WHAT NEEDS TO BE DONE ▸ Every record, down to the last line, must be given again exactly.

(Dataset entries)
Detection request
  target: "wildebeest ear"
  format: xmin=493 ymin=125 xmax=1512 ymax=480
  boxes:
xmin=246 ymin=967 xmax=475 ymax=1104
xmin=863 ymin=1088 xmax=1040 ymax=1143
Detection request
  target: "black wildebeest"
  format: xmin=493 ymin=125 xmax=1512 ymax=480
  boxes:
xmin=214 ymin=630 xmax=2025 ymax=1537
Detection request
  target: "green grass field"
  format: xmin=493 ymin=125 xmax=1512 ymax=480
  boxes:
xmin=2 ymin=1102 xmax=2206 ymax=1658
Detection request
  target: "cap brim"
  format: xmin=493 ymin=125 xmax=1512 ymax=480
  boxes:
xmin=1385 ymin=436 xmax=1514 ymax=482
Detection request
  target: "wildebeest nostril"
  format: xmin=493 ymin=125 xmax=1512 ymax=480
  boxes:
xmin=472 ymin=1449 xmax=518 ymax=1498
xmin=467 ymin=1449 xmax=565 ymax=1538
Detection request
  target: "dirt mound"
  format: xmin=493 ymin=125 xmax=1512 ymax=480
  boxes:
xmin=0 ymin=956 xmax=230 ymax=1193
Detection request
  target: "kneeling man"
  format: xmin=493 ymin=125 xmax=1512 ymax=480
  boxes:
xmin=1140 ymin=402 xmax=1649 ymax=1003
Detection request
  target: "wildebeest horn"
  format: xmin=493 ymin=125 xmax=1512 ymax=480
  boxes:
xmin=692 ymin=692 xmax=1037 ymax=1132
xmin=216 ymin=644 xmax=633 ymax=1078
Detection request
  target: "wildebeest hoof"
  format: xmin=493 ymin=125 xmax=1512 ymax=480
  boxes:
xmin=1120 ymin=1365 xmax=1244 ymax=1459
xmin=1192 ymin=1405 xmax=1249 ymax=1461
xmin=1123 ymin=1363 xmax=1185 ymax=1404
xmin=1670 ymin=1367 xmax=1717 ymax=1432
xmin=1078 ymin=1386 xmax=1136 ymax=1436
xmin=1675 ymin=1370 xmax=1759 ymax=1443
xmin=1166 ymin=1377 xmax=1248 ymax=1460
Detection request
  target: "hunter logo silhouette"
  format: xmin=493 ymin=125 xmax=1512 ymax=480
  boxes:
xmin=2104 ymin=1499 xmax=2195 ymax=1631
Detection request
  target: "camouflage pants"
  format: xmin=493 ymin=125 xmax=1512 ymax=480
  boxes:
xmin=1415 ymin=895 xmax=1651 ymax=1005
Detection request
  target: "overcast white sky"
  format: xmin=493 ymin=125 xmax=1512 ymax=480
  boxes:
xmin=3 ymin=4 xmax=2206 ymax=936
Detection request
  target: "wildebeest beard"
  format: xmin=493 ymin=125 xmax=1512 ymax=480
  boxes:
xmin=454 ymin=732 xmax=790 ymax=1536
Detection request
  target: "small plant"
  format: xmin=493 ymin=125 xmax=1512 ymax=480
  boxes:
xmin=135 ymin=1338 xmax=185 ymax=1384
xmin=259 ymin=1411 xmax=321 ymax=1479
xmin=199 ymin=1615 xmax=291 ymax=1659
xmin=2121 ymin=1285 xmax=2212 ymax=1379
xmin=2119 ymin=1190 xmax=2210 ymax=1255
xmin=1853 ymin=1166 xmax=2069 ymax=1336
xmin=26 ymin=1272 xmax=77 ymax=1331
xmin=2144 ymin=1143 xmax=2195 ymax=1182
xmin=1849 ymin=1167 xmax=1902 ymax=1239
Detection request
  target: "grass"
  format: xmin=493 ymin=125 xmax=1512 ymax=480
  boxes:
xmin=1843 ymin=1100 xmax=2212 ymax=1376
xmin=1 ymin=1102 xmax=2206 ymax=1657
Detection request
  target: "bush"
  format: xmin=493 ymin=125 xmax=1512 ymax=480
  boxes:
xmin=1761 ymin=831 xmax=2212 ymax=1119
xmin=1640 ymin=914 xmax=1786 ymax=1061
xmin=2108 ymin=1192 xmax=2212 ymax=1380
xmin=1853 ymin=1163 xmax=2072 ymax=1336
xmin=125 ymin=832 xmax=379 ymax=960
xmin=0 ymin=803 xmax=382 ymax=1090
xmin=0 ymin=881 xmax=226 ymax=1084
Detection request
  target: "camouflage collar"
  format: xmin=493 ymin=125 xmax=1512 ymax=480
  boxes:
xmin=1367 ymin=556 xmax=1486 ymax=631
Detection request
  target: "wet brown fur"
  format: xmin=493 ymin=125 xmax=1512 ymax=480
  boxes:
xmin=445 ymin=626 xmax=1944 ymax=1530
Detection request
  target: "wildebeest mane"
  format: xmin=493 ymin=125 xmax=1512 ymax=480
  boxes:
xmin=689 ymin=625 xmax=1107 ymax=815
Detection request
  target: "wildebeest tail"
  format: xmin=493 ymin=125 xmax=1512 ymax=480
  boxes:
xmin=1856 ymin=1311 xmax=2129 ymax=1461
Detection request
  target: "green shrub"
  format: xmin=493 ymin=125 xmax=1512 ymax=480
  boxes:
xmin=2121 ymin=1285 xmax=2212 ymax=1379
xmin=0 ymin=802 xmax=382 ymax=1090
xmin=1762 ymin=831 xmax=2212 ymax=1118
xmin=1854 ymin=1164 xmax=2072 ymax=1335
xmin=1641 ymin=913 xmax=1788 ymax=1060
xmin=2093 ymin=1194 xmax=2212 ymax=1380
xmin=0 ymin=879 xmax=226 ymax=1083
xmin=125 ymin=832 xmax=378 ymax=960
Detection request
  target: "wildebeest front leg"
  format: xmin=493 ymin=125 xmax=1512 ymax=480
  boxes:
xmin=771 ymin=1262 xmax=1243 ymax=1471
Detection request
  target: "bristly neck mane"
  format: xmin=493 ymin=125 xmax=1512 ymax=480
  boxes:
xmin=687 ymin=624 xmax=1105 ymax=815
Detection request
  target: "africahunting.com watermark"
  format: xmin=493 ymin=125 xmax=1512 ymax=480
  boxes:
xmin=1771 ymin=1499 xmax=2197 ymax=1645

REPLY ▸
Detection request
  target: "wildebeest ear"
  format: xmin=493 ymin=125 xmax=1512 ymax=480
  boxes:
xmin=246 ymin=967 xmax=475 ymax=1104
xmin=863 ymin=1088 xmax=1040 ymax=1143
Detection request
  target: "black wildebeest"
  format: xmin=493 ymin=125 xmax=1512 ymax=480
  boxes:
xmin=214 ymin=630 xmax=2025 ymax=1537
Detection request
  target: "green grass field"
  format: xmin=493 ymin=125 xmax=1512 ymax=480
  boxes:
xmin=2 ymin=1102 xmax=2206 ymax=1658
Detection request
  target: "cap brim"
  format: xmin=493 ymin=125 xmax=1512 ymax=480
  boxes:
xmin=1385 ymin=436 xmax=1514 ymax=482
Detection request
  target: "wildebeest nostril"
  format: xmin=493 ymin=125 xmax=1512 ymax=480
  boxes:
xmin=472 ymin=1449 xmax=518 ymax=1498
xmin=467 ymin=1449 xmax=565 ymax=1538
Detection request
  target: "dirt mound"
  format: xmin=493 ymin=125 xmax=1512 ymax=480
  boxes:
xmin=0 ymin=956 xmax=230 ymax=1193
Detection request
  target: "kneeling man"
  format: xmin=493 ymin=125 xmax=1512 ymax=480
  boxes:
xmin=1140 ymin=402 xmax=1649 ymax=1003
Detection request
  target: "wildebeest horn"
  format: xmin=493 ymin=125 xmax=1512 ymax=480
  boxes:
xmin=692 ymin=692 xmax=1037 ymax=1132
xmin=216 ymin=644 xmax=633 ymax=1078
Detection request
  target: "wildebeest hoof"
  format: xmin=493 ymin=125 xmax=1512 ymax=480
  boxes:
xmin=1120 ymin=1365 xmax=1244 ymax=1459
xmin=1192 ymin=1405 xmax=1249 ymax=1461
xmin=1123 ymin=1363 xmax=1185 ymax=1404
xmin=1670 ymin=1367 xmax=1717 ymax=1432
xmin=1078 ymin=1386 xmax=1136 ymax=1436
xmin=1675 ymin=1370 xmax=1759 ymax=1443
xmin=1166 ymin=1377 xmax=1248 ymax=1460
Detection request
  target: "hunter logo silhouette"
  format: xmin=493 ymin=125 xmax=1512 ymax=480
  boxes:
xmin=2104 ymin=1499 xmax=2195 ymax=1631
Detection request
  target: "camouflage pants"
  format: xmin=493 ymin=125 xmax=1512 ymax=480
  boxes:
xmin=1415 ymin=895 xmax=1651 ymax=1005
Detection request
  target: "overcast white sky"
  format: xmin=493 ymin=125 xmax=1512 ymax=480
  boxes:
xmin=3 ymin=4 xmax=2206 ymax=936
Detection request
  target: "wildebeest beard"
  format: xmin=493 ymin=125 xmax=1512 ymax=480
  boxes:
xmin=454 ymin=732 xmax=790 ymax=1536
Detection request
  target: "small plant"
  format: xmin=493 ymin=125 xmax=1512 ymax=480
  boxes:
xmin=135 ymin=1338 xmax=185 ymax=1384
xmin=259 ymin=1411 xmax=321 ymax=1479
xmin=199 ymin=1615 xmax=291 ymax=1659
xmin=2121 ymin=1285 xmax=2212 ymax=1379
xmin=2119 ymin=1190 xmax=2210 ymax=1255
xmin=1853 ymin=1166 xmax=2069 ymax=1336
xmin=26 ymin=1272 xmax=77 ymax=1331
xmin=2144 ymin=1143 xmax=2195 ymax=1182
xmin=1849 ymin=1167 xmax=1902 ymax=1239
Detection request
  target: "grass"
  format: xmin=493 ymin=125 xmax=1512 ymax=480
  boxes:
xmin=1843 ymin=1100 xmax=2212 ymax=1376
xmin=1 ymin=1102 xmax=2206 ymax=1657
Detection request
  target: "bush"
  format: xmin=493 ymin=125 xmax=1512 ymax=480
  boxes:
xmin=1761 ymin=831 xmax=2212 ymax=1119
xmin=1640 ymin=914 xmax=1786 ymax=1061
xmin=2108 ymin=1192 xmax=2212 ymax=1380
xmin=1853 ymin=1163 xmax=2072 ymax=1336
xmin=125 ymin=832 xmax=379 ymax=960
xmin=0 ymin=803 xmax=382 ymax=1090
xmin=0 ymin=881 xmax=226 ymax=1084
Detection request
  target: "camouflage collar"
  format: xmin=493 ymin=125 xmax=1512 ymax=480
  boxes:
xmin=1367 ymin=556 xmax=1486 ymax=631
Detection request
  target: "wet brown fur"
  format: xmin=493 ymin=125 xmax=1512 ymax=480
  boxes:
xmin=445 ymin=626 xmax=1944 ymax=1530
Detection request
  target: "wildebeest mane"
  format: xmin=493 ymin=125 xmax=1512 ymax=480
  boxes:
xmin=689 ymin=625 xmax=1107 ymax=815
Detection request
  target: "wildebeest tail"
  format: xmin=493 ymin=125 xmax=1512 ymax=480
  boxes:
xmin=1856 ymin=1311 xmax=2129 ymax=1461
Detection request
  target: "green shrub"
  format: xmin=493 ymin=125 xmax=1512 ymax=480
  boxes:
xmin=2121 ymin=1285 xmax=2212 ymax=1379
xmin=0 ymin=802 xmax=382 ymax=1090
xmin=1762 ymin=831 xmax=2212 ymax=1118
xmin=1854 ymin=1164 xmax=2072 ymax=1335
xmin=1641 ymin=913 xmax=1788 ymax=1060
xmin=2093 ymin=1194 xmax=2212 ymax=1380
xmin=0 ymin=879 xmax=226 ymax=1083
xmin=125 ymin=832 xmax=378 ymax=960
Detection request
  target: "wildebeest front leg"
  format: xmin=493 ymin=125 xmax=1512 ymax=480
  boxes:
xmin=771 ymin=1262 xmax=1243 ymax=1471
Detection request
  target: "bristly neck mane"
  format: xmin=493 ymin=125 xmax=1512 ymax=480
  boxes:
xmin=687 ymin=624 xmax=1105 ymax=815
Detection request
  target: "africahunting.com watermark"
  format: xmin=493 ymin=125 xmax=1512 ymax=480
  boxes:
xmin=1771 ymin=1499 xmax=2197 ymax=1645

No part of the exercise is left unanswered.